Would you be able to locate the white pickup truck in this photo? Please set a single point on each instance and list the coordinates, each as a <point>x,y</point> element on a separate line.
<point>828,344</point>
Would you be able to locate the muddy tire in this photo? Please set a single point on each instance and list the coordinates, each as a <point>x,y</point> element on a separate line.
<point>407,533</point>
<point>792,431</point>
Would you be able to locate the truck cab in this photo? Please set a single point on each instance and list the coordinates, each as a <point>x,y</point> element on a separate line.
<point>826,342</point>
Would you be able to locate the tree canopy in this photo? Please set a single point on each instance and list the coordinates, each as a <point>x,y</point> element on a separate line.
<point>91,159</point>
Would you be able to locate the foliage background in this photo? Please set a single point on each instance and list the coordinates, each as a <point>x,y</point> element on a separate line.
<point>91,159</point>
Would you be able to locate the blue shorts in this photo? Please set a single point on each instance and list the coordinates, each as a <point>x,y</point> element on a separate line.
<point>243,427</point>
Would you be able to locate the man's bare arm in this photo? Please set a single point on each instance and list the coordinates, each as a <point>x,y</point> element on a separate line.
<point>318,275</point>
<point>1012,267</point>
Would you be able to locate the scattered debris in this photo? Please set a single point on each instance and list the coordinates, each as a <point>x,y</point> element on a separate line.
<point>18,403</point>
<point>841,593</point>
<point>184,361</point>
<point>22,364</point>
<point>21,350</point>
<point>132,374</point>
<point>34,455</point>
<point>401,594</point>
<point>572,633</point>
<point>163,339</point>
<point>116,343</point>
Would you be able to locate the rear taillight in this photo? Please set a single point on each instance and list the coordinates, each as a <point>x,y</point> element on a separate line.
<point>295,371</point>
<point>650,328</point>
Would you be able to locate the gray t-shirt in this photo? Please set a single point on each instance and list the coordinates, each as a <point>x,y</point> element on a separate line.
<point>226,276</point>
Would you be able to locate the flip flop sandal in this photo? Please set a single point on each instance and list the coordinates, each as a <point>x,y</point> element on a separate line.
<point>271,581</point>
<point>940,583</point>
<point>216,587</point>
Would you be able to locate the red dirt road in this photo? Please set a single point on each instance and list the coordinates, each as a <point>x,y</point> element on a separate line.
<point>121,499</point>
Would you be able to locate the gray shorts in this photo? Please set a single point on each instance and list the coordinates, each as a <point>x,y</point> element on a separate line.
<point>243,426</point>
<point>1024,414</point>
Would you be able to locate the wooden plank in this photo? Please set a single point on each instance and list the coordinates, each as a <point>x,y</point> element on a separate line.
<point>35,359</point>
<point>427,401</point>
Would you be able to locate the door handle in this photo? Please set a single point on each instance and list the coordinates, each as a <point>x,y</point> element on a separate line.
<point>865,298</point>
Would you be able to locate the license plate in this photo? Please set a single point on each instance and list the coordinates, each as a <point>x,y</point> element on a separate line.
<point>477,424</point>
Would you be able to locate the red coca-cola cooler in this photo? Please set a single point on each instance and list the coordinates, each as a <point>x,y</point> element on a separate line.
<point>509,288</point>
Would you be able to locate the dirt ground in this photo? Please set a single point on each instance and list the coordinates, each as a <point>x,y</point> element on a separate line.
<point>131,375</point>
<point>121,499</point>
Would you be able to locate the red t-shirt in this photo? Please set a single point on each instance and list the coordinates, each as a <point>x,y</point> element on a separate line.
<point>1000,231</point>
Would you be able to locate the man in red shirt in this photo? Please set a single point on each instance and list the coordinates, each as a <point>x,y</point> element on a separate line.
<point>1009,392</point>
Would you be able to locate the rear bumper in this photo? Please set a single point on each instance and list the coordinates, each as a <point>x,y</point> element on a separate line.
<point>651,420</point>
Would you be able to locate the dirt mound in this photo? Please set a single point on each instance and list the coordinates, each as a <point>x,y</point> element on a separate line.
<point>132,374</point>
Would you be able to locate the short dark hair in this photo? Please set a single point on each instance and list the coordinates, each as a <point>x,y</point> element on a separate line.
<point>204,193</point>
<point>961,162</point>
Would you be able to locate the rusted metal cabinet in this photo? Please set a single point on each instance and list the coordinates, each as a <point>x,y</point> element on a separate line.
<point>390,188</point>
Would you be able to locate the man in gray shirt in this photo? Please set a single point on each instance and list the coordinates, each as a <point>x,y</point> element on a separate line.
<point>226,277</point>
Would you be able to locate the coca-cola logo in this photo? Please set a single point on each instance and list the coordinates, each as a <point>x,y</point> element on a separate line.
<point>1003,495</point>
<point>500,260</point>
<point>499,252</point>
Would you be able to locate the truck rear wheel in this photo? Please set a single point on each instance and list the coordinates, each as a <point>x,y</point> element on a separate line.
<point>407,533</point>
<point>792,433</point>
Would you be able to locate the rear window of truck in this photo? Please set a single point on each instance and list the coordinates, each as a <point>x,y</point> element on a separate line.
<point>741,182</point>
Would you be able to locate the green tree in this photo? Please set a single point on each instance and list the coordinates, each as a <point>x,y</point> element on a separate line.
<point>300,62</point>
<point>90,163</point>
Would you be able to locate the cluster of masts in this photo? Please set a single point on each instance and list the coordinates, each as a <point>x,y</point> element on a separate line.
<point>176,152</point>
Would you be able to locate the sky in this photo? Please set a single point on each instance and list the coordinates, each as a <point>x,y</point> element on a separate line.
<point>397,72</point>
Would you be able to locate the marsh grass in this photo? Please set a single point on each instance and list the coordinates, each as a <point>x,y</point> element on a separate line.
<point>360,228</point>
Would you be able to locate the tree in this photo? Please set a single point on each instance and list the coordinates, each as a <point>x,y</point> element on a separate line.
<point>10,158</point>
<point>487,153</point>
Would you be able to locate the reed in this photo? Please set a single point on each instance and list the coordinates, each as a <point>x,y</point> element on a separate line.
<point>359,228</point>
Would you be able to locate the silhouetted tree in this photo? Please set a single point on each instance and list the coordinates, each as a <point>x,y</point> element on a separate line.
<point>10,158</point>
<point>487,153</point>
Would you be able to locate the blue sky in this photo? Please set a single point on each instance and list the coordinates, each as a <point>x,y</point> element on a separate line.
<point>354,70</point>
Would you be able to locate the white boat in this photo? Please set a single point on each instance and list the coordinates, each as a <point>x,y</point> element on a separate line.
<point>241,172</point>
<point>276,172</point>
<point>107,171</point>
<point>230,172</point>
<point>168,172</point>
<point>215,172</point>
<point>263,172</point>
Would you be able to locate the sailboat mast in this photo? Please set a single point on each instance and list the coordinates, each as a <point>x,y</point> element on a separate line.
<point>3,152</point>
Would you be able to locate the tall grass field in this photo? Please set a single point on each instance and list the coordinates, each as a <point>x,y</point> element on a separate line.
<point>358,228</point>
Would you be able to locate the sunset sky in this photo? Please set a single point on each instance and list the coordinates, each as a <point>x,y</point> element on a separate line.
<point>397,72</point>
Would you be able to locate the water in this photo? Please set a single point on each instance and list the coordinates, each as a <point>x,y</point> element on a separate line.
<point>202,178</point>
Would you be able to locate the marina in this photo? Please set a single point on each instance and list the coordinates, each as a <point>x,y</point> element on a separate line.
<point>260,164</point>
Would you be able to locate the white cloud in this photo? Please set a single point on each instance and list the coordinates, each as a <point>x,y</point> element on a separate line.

## What you have to do
Transcribe the entire listing without a single omission.

## Result of this task
Would you be able to locate the white pickup truck in this photo? Please set a single point on each instance and list the coordinates, each as a <point>x,y</point> element on a separate line.
<point>828,344</point>
Would you be able to locate the muddy tire in this photo? Please set a single point on each instance and list the coordinates, each as a <point>x,y</point> element on a separate line.
<point>407,533</point>
<point>792,431</point>
Would you be able to locate the truck cab in this photo? Please set a single point on each instance and list the coordinates, each as a <point>x,y</point> element on a separate line.
<point>826,342</point>
Would you be able to locate the tree canopy in this photo? Please set a single point on each instance and list the coordinates, each as a <point>x,y</point> element on a separate line.
<point>91,159</point>
Would you be able to locate the foliage background in this photo? Please set a single point on each instance and list the coordinates, each as a <point>x,y</point> element on a separate line.
<point>91,159</point>
Would you be able to locate the blue shorts in this photo? Please set a single point on each instance and list the coordinates, each as a <point>x,y</point> element on a separate line.
<point>243,427</point>
Would you be able to locate the man's bare arm in this photo? Please set a single point on each instance and list the coordinates, each as a <point>x,y</point> element on a separate line.
<point>318,275</point>
<point>1012,267</point>
Would you be able to locate the scattered debris in this photo? Please set a single point on each instance and list the coordinates, each as a <point>x,y</point> element on a separate line.
<point>18,403</point>
<point>841,593</point>
<point>184,361</point>
<point>22,364</point>
<point>21,350</point>
<point>132,374</point>
<point>34,455</point>
<point>401,594</point>
<point>572,633</point>
<point>163,339</point>
<point>116,343</point>
Would you be able to locate the rear taillight in this photo? Please set a single point on each instance and list the coordinates, each as a <point>x,y</point> element on a separate line.
<point>295,371</point>
<point>650,328</point>
Would you be able to locate the gray t-shirt in this photo? Please set a single point on each instance and list the coordinates, each as a <point>x,y</point> element on a separate line.
<point>226,276</point>
Would you be able to locate the flip flop sandal in this photo? Please set a single point on each instance and list the coordinates, each as a <point>x,y</point> element on a separate line.
<point>271,581</point>
<point>940,583</point>
<point>216,587</point>
Would you be able to locate the red dirt road in this photo? Please set a single point on each instance and list the coordinates, each as a <point>x,y</point> element on a separate line.
<point>121,499</point>
Would you be able to locate the gray shorts in this photo? Please set a single point on each instance and list the coordinates, each as a <point>x,y</point> element on a separate line.
<point>243,426</point>
<point>1024,414</point>
Would you be able to locate the wooden plank in this photo? Please set a single point on each instance and list the coordinates, each as a <point>x,y</point> element on a separate line.
<point>35,359</point>
<point>427,401</point>
Would you be able to locate the door handle in this photo? Please set a single point on each instance and list the coordinates, each as a <point>x,y</point> element on a separate line.
<point>865,298</point>
Would you be able to locate the license plate in this photo? Please set a single point on each instance and list the coordinates, each as a <point>x,y</point> element on a separate line.
<point>477,424</point>
Would you be able to locate the red coca-cola cooler in this photo? Please set a single point on each instance and list the coordinates, each as a <point>x,y</point> element on a separate line.
<point>509,288</point>
Would you be able to locate the dirt ground in this photo? Please set a single point on each instance and list the coordinates, each as a <point>x,y</point> element on a separate line.
<point>131,375</point>
<point>121,499</point>
Would you be able to locate the red t-shirt in this photo? Please set a single point on each instance and list the coordinates, each as a <point>x,y</point> element on a separate line.
<point>1000,231</point>
Would you be able to locate the man in red shirt in this photo? Please set a single point on each instance and list the coordinates, each as a <point>x,y</point> element on a separate line.
<point>1009,392</point>
Would you be able to locate the rear bumper in this photo? Please set a single point on each instance and list the coordinates, each as a <point>x,y</point> element on a separate line.
<point>651,420</point>
Would you be able to locate the dirt mound in this photo? Please set a single point on each instance and list the coordinates, each as a <point>x,y</point> element on a separate line.
<point>132,374</point>
Would you be able to locate the short dark hair in this photo? Please set a single point on each instance and list the coordinates, each as a <point>x,y</point> element on a separate line.
<point>204,193</point>
<point>961,162</point>
Would you be able to locate the rusted metal cabinet in this photo? Please set a single point on each instance and list the coordinates, each as a <point>x,y</point> element on a separate line.
<point>390,188</point>
Would you be able to locate the man in gray shirt in this photo? Please set a single point on each instance and list the coordinates, each as a <point>x,y</point> element on a separate line.
<point>226,277</point>
Would you be able to locate the coca-cola logo in this photo? Please set a single point on each instance and list the coordinates, each as a <point>x,y</point> element on a separate line.
<point>1003,495</point>
<point>500,260</point>
<point>499,252</point>
Would you be able to locate the truck rear wheel in this photo? Please set a single point on each instance and list the coordinates, each as a <point>x,y</point> element on a separate line.
<point>407,533</point>
<point>792,433</point>
Would you be able to locate the rear window of truck in this photo? Please set a single point on each instance and list the coordinates, each as a <point>x,y</point> element on a separate line.
<point>741,182</point>
Would you be able to locate the green tree in this photo? Please set a single point on each instance and list the coordinates, each as a <point>x,y</point> element on a separate line.
<point>300,62</point>
<point>90,163</point>
Would you be able to locate the cluster of masts in this photo? Please set a single point on each instance and list the coordinates, each as a <point>x,y</point> element on a separate line.
<point>176,152</point>
Would you be able to locate the sky in this photo? Please set a single point on each instance and list the coordinates, each as a <point>x,y</point> element on a separate line.
<point>397,72</point>
Would you be able to locate the marsh grass in this photo? Please set a single point on each instance and list the coordinates, each as a <point>x,y</point> element on a separate line.
<point>360,228</point>
Would you be able to locate the tree in this photo? Please set a single point on each instance and list the coordinates, each as a <point>x,y</point> element on a separate line.
<point>10,158</point>
<point>487,153</point>
Would you be able to locate the reed in this photo? Please set a single point on each instance and list the coordinates, each as a <point>x,y</point> element on a separate line.
<point>359,228</point>
Would you be able to locate the silhouetted tree in this photo? Please set a single point on each instance and list the coordinates, each as a <point>x,y</point> element on a separate line.
<point>10,158</point>
<point>487,153</point>
Would you be able to locate the blue sky in this photo? Please set a single point on each instance and list the coordinates, each as a <point>x,y</point> element on a separate line.
<point>354,70</point>
Would you be able to locate the white boat in this photo? Please set a single point on each instance and list the coordinates, each as a <point>x,y</point> element on a separate line.
<point>241,172</point>
<point>276,172</point>
<point>107,171</point>
<point>230,172</point>
<point>168,172</point>
<point>215,172</point>
<point>263,172</point>
Would you be able to locate the sailboat mast in this photo? Please set a single point on each instance and list the coordinates, each as a <point>x,y</point> element on a separate line.
<point>3,152</point>
Would you be able to locate the tall grass field in this photo? Please set a single point on each instance and list the coordinates, each as a <point>x,y</point> element on a separate line.
<point>358,228</point>
Would you be able to locate the sunset sky in this photo? Please set a single point on each instance and list the coordinates, each as a <point>x,y</point> element on a separate line.
<point>397,72</point>
Would you be able to locate the water in this photo? Please set a single point on each instance and list the coordinates, each as a <point>x,y</point> element on a separate line.
<point>202,178</point>
Would you be able to locate the marina in this photo? Please set a single point on each instance and list the coordinates, each as a <point>x,y</point> element on a separate line.
<point>260,164</point>
Would you be able to locate the white cloud in this photo? Please set a single point on each instance and list the coordinates, each as a <point>x,y</point> element on a separate line.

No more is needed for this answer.